:: Set problem ::
Reproduce the listing below verbatim, keeping every line as it stands.

********

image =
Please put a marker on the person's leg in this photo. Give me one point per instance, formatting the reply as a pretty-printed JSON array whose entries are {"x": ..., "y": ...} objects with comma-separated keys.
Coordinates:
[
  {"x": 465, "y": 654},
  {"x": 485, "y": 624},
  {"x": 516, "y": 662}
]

********

:: Task solution ::
image =
Please put a marker on the person's leg in this photo. Give me one point per instance, formatting the reply as a pretty-printed JSON array whose entries are {"x": ..., "y": ...} objects with comma-separated keys.
Coordinates:
[
  {"x": 465, "y": 654},
  {"x": 485, "y": 624},
  {"x": 516, "y": 662}
]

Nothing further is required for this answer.